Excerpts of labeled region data
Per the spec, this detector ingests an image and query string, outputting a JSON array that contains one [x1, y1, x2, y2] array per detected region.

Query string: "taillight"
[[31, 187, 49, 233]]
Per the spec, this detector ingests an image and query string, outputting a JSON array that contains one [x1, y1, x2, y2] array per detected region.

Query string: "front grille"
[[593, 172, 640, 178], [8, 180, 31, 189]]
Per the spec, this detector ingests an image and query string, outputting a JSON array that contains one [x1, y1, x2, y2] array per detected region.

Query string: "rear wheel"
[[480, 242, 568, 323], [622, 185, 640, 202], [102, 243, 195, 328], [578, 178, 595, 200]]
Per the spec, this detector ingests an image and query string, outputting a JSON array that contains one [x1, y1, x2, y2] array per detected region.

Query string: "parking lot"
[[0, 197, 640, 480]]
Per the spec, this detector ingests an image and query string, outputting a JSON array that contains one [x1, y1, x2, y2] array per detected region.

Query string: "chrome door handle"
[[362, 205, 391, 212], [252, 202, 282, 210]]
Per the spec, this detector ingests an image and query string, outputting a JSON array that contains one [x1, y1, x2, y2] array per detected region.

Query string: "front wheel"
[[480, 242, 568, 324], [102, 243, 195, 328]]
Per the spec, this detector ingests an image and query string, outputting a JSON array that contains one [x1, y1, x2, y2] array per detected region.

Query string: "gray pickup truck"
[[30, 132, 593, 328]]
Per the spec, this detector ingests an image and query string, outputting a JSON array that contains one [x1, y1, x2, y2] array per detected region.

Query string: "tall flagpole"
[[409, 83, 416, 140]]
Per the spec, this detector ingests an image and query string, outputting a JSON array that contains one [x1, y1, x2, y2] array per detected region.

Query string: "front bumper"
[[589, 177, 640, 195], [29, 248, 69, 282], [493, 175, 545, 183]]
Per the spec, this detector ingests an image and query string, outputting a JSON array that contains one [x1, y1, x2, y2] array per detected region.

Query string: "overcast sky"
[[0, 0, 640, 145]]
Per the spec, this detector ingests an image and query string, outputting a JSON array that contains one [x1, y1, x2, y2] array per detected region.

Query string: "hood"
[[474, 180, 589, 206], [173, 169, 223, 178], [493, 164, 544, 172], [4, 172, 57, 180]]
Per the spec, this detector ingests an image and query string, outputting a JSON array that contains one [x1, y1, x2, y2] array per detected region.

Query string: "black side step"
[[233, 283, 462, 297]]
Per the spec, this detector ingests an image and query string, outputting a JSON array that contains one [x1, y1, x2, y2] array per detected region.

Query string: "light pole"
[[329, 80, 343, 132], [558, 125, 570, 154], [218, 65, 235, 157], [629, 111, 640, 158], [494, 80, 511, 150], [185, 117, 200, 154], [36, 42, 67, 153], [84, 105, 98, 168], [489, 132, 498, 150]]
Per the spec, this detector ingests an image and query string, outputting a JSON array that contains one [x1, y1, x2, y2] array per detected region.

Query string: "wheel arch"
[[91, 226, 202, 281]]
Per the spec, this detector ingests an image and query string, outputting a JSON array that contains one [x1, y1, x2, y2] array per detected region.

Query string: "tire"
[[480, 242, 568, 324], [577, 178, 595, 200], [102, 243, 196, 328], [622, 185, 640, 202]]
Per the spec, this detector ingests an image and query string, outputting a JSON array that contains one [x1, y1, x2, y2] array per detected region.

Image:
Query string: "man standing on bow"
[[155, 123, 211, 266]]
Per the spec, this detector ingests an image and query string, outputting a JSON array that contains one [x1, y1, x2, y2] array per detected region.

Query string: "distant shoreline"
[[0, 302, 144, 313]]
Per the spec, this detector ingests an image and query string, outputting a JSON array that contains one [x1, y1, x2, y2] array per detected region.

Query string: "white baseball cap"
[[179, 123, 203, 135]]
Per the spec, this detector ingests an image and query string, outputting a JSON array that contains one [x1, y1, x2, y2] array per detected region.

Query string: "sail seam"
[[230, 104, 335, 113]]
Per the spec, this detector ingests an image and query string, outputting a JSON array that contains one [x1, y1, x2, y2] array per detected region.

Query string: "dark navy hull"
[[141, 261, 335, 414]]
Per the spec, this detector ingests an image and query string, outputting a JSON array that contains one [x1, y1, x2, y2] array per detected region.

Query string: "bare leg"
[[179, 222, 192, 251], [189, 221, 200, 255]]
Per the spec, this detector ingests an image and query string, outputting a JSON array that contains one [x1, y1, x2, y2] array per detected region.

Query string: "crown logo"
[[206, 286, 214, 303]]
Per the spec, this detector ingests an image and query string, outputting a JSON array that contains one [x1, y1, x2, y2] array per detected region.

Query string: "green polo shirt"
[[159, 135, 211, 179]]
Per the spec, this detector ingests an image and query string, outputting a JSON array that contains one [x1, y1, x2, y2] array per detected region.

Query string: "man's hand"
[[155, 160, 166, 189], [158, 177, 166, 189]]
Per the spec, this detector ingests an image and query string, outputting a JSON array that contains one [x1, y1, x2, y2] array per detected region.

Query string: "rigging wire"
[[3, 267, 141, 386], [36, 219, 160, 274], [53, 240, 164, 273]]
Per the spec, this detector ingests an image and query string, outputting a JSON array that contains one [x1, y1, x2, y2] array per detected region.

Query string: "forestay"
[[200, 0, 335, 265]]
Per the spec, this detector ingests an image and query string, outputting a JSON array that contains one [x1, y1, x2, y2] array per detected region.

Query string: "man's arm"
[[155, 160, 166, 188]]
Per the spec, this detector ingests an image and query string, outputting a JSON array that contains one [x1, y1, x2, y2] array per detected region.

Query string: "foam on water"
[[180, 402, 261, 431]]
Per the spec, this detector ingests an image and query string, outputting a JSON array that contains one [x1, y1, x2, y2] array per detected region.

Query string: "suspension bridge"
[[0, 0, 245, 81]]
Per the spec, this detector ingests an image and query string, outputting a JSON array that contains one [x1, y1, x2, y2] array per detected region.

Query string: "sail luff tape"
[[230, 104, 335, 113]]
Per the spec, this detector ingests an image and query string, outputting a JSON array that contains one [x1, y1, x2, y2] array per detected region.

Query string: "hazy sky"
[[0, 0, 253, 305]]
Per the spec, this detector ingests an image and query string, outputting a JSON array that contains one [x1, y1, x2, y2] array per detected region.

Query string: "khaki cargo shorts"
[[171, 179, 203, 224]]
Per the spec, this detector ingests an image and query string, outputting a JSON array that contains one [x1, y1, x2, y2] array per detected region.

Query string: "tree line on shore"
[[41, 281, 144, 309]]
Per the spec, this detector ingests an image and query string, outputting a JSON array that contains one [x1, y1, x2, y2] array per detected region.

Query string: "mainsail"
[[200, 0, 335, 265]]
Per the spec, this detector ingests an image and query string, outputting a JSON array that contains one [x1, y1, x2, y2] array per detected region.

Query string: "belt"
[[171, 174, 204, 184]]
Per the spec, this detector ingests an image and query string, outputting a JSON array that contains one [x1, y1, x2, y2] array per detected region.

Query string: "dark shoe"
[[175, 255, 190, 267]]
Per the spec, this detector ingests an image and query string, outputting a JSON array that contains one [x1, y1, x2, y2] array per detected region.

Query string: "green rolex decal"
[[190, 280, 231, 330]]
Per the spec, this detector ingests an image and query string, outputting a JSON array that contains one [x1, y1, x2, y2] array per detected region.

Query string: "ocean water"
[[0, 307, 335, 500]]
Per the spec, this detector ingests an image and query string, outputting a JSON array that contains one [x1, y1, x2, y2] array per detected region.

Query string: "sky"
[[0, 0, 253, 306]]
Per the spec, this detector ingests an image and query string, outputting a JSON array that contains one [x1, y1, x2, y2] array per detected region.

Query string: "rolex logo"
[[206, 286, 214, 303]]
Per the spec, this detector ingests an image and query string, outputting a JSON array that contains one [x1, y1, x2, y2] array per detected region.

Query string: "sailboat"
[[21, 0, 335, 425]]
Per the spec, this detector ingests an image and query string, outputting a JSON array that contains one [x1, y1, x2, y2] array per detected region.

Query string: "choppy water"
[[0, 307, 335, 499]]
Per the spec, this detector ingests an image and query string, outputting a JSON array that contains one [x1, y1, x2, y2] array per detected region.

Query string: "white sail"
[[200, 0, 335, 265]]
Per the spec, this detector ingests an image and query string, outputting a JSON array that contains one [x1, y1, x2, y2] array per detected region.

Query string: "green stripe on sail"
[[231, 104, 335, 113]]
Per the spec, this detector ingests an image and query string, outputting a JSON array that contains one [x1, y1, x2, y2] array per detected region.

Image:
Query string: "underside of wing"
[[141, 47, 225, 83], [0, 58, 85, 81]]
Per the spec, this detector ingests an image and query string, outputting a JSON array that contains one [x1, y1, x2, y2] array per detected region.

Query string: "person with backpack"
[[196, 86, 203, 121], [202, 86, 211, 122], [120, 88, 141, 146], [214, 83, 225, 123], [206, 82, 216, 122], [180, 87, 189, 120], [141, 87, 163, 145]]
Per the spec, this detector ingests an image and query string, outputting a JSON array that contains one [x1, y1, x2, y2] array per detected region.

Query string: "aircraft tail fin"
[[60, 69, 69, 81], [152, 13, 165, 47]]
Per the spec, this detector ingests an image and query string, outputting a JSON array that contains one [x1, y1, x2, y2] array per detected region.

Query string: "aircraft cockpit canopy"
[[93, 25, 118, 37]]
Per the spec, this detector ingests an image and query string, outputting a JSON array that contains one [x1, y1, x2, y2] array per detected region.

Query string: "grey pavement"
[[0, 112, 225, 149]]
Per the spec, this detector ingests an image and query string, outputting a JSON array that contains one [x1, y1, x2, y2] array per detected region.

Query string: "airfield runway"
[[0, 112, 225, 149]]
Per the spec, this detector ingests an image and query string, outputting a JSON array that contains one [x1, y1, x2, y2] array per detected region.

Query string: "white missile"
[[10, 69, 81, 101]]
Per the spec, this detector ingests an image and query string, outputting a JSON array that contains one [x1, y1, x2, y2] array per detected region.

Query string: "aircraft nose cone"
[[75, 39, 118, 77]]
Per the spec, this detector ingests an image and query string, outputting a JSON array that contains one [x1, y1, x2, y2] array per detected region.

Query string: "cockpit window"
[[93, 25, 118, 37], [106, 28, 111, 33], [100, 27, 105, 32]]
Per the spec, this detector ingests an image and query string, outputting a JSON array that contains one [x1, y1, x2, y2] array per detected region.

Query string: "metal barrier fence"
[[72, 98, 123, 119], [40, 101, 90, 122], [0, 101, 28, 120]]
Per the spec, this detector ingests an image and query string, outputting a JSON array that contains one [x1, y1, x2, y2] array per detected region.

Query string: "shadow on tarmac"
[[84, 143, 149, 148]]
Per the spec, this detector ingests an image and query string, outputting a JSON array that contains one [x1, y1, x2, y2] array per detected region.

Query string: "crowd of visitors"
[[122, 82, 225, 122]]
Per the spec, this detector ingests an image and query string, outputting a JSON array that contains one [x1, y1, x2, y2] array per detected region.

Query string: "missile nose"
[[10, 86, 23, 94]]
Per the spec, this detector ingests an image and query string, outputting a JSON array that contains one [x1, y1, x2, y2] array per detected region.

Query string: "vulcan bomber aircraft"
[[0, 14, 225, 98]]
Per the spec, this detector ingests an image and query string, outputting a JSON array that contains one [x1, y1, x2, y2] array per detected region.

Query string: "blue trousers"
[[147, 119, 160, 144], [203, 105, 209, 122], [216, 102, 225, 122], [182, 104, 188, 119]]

Task to complete: Copy the records word for word, from the very beginning through the line containing "[[0, 0, 640, 145]]", and include that line.

Exercise output:
Per the spec, this detector ingests an image and query string, outputting a JSON array that contains one [x1, y1, x2, y2] array per detected region.

Query string: "taillight"
[[31, 187, 49, 233]]
Per the spec, this detector ingests an image and query string, outputting a JSON array that contains one [x1, y1, x2, y2] array per detected region.

Query string: "front grille"
[[593, 172, 640, 178], [8, 180, 31, 189]]
Per the spec, this detector ingests an image and query string, outputting a JSON array that contains one [x1, y1, x2, y2] array per detected region.

Query string: "rear wheel"
[[480, 242, 568, 323], [622, 185, 640, 202], [102, 243, 195, 328], [578, 178, 595, 200]]
Per the spec, this detector ingests an image and query string, outputting a JSON array that contains one [x1, y1, x2, y2] array per detected region.

Query string: "parking lot"
[[0, 197, 640, 480]]
Per the spec, this detector ingests an image and query string, outputting a JSON array that contains one [x1, y1, x2, y2] array per detected region.

Query string: "chrome door handle"
[[362, 205, 391, 212], [252, 202, 282, 210]]
Per the spec, this detector ingests an image and query string, outputting a JSON array that contains one [x1, y1, x2, y2] array per detected region.

Query string: "front wheel"
[[480, 242, 568, 324], [102, 243, 195, 328]]
Per the spec, this detector ingests an image and query string, outputting a JSON array that contains one [x1, y1, x2, y2] array per detected region.

Query string: "gray pickup truck"
[[30, 132, 593, 328]]
Per the spec, this detector ingests an image and query string, outputting a JSON array that contains one [x1, y1, x2, y2] array per detected region.

Query string: "tall flagpole"
[[409, 83, 416, 140]]
Per the spec, this detector ingests an image and query string, outputting a JSON array that contains one [x1, y1, x2, y2] array per detected region.

Query string: "front bumper"
[[589, 177, 640, 195], [29, 248, 69, 282], [493, 175, 545, 183]]
Per the spec, this detector ingests an image and query string, outputting a JSON array that contains one [x1, y1, x2, y2] array per detected region.

Query string: "overcast sky"
[[0, 0, 640, 145]]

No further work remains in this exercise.